* **OBJECTIVE**
Turn the lines of all the entries below into one numbered list, skipping any blank lines.

* Begin RECORD EXTRACTS *

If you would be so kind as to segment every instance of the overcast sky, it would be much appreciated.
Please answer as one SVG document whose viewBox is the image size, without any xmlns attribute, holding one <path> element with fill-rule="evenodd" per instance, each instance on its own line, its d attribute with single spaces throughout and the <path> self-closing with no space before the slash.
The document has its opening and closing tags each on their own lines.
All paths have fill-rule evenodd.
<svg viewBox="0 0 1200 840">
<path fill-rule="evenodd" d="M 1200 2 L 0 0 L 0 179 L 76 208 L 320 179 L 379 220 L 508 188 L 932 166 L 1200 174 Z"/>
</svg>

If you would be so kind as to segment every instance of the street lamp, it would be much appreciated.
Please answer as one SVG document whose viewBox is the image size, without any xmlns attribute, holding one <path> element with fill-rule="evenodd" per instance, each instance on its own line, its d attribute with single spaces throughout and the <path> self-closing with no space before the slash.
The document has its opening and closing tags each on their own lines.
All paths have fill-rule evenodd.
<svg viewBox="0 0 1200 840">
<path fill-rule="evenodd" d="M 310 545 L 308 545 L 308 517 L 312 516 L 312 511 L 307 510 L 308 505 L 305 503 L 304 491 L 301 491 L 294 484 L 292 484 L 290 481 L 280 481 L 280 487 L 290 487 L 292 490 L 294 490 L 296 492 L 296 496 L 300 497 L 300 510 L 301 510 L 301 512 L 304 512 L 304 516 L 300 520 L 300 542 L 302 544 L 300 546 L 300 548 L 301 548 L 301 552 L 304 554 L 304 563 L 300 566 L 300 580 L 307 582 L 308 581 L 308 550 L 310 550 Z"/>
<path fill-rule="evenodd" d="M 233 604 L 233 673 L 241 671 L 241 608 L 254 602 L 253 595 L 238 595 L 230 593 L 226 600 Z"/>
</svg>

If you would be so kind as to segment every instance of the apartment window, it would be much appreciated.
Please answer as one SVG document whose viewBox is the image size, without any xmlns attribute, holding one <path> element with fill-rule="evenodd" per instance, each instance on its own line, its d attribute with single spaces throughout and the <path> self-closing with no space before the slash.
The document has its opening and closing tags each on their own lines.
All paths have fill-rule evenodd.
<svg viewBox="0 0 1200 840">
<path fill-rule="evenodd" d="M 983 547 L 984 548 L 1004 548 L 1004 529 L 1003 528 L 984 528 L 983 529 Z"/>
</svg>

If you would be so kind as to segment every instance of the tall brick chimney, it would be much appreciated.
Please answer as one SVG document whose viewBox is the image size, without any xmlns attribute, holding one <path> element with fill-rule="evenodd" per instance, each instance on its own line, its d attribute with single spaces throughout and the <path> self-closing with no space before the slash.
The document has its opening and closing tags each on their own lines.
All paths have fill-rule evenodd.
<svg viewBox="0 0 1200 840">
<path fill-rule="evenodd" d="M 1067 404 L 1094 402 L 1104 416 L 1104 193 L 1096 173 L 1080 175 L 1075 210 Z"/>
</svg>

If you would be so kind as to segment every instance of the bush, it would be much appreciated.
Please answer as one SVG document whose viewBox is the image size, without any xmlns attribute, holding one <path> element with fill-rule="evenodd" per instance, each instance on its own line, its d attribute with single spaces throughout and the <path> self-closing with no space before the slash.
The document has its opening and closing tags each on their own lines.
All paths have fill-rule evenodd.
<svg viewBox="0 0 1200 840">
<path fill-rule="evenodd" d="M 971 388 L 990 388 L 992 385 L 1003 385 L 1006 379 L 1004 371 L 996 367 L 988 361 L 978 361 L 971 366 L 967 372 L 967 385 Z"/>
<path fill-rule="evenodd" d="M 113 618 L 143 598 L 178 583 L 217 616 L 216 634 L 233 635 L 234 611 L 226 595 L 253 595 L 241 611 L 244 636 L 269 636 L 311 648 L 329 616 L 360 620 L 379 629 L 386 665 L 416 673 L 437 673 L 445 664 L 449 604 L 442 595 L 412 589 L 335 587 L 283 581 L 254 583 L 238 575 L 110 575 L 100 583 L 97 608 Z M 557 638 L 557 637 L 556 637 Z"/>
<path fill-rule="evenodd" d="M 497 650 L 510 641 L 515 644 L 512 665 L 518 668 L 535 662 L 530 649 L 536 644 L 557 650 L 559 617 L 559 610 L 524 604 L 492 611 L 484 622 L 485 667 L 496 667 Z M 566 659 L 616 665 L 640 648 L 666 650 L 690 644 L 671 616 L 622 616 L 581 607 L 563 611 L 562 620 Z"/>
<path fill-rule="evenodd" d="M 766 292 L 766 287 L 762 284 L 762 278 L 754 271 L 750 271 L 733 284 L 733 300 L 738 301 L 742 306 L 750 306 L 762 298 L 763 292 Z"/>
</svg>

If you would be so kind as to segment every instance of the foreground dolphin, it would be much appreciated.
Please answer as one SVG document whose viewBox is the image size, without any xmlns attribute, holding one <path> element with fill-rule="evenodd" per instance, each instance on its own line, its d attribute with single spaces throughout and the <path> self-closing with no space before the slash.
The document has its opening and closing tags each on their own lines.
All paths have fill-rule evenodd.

* End RECORD EXTRACTS *

* **RESPONSE BELOW**
1. If you would be so kind as to segment every instance of the overcast sky, it would be much appreciated.
2. Please answer as one SVG document whose viewBox is the image size, without any xmlns attribute, holding one <path> element with fill-rule="evenodd" per instance, each instance on its own line, its d attribute with single spaces throughout and the <path> self-closing with no space before the slash.
3. The document has its opening and closing tags each on their own lines.
4. All paths have fill-rule evenodd.
5. <svg viewBox="0 0 1200 840">
6. <path fill-rule="evenodd" d="M 1200 2 L 0 0 L 0 179 L 76 208 L 320 179 L 379 220 L 508 188 L 932 166 L 1200 174 Z"/>
7. </svg>
8. If you would be so kind as to segment every instance of the street lamp, it would be much appreciated.
9. Please answer as one SVG document whose viewBox is the image size, without any xmlns attribute, holding one <path> element with fill-rule="evenodd" per instance, each instance on its own line, its d attribute with single spaces throughout and the <path> self-closing with no space before the slash.
10. The document has its opening and closing tags each on their own lines.
11. All paths have fill-rule evenodd.
12. <svg viewBox="0 0 1200 840">
13. <path fill-rule="evenodd" d="M 310 545 L 308 545 L 308 517 L 312 516 L 312 511 L 307 510 L 308 505 L 305 503 L 304 491 L 301 491 L 294 484 L 292 484 L 290 481 L 280 481 L 280 487 L 290 487 L 292 490 L 294 490 L 296 492 L 296 496 L 300 497 L 300 510 L 301 510 L 301 512 L 304 512 L 304 516 L 300 520 L 300 542 L 302 544 L 300 546 L 300 548 L 301 548 L 301 552 L 304 554 L 304 563 L 300 566 L 300 580 L 307 582 L 308 581 L 308 550 L 310 550 Z"/>
14. <path fill-rule="evenodd" d="M 233 604 L 233 673 L 241 671 L 241 608 L 254 602 L 253 595 L 238 595 L 230 593 L 226 600 Z"/>
15. </svg>
16. If you would be so kind as to segment every instance of the apartment window, it would be much appreciated.
17. Please answer as one SVG document whose viewBox is the image size, without any xmlns attribute, holding one <path> element with fill-rule="evenodd" per instance, each instance on its own line, its d attribute with single spaces throughout and the <path> self-closing with no space before the slash.
18. The document has its opening and closing tags each on their own lines.
19. All paths have fill-rule evenodd.
20. <svg viewBox="0 0 1200 840">
21. <path fill-rule="evenodd" d="M 983 547 L 984 548 L 1004 548 L 1004 529 L 1003 528 L 984 528 L 983 529 Z"/>
22. </svg>
23. If you would be so kind as to segment every instance of the tall brick chimney, it would be much appreciated.
24. Please answer as one SVG document whose viewBox is the image size, without any xmlns attribute, holding one <path> element with fill-rule="evenodd" per instance, each instance on its own line, its d attribute with single spaces throughout and the <path> self-closing with no space before the slash.
25. The document has its opening and closing tags each on their own lines.
26. All paths have fill-rule evenodd.
27. <svg viewBox="0 0 1200 840">
28. <path fill-rule="evenodd" d="M 1067 404 L 1094 402 L 1104 416 L 1104 193 L 1096 173 L 1080 175 L 1075 210 Z"/>
29. </svg>
30. If you would be so kind as to segment every instance of the bush, it would be much appreciated.
31. Please answer as one SVG document whose viewBox is the image size, without any xmlns attribute, holding one <path> element with fill-rule="evenodd" per instance, each instance on its own line, its d attribute with single spaces throughout and the <path> self-closing with no space before the slash.
32. The document has its opening and closing tags each on their own lines.
33. All paths have fill-rule evenodd.
34. <svg viewBox="0 0 1200 840">
35. <path fill-rule="evenodd" d="M 971 388 L 990 388 L 992 385 L 1003 385 L 1006 379 L 1004 371 L 996 367 L 988 361 L 978 361 L 971 366 L 967 372 L 967 385 Z"/>
36. <path fill-rule="evenodd" d="M 113 618 L 143 598 L 178 583 L 217 616 L 216 634 L 233 635 L 234 611 L 226 595 L 253 595 L 241 611 L 244 636 L 269 636 L 311 648 L 329 616 L 360 620 L 379 629 L 386 665 L 416 673 L 437 673 L 445 664 L 449 604 L 442 595 L 412 589 L 335 587 L 283 581 L 254 583 L 238 575 L 110 575 L 100 583 L 97 608 Z M 557 638 L 557 637 L 556 637 Z"/>
37. <path fill-rule="evenodd" d="M 497 650 L 510 641 L 515 644 L 512 665 L 518 668 L 535 662 L 530 649 L 536 644 L 557 650 L 559 617 L 559 610 L 524 604 L 492 611 L 484 622 L 485 667 L 496 667 Z M 566 659 L 616 665 L 640 648 L 666 650 L 690 644 L 671 616 L 622 616 L 581 607 L 563 611 L 562 620 Z"/>
38. <path fill-rule="evenodd" d="M 766 292 L 766 287 L 762 284 L 762 278 L 754 271 L 750 271 L 733 284 L 733 300 L 738 301 L 742 306 L 750 306 L 762 298 L 763 292 Z"/>
39. </svg>
40. If you would be so kind as to segment every instance of the foreground dolphin, it would be much appreciated.
41. Please answer as one SVG document whose viewBox is the image size, without any xmlns attribute, holding one <path> element with fill-rule="evenodd" per instance, each instance on its own line, its d attribute with single spaces throughout and the <path> self-closing with no space before the slash.
42. The document has its opening and closing tags each on their own lines.
43. All paths have fill-rule evenodd.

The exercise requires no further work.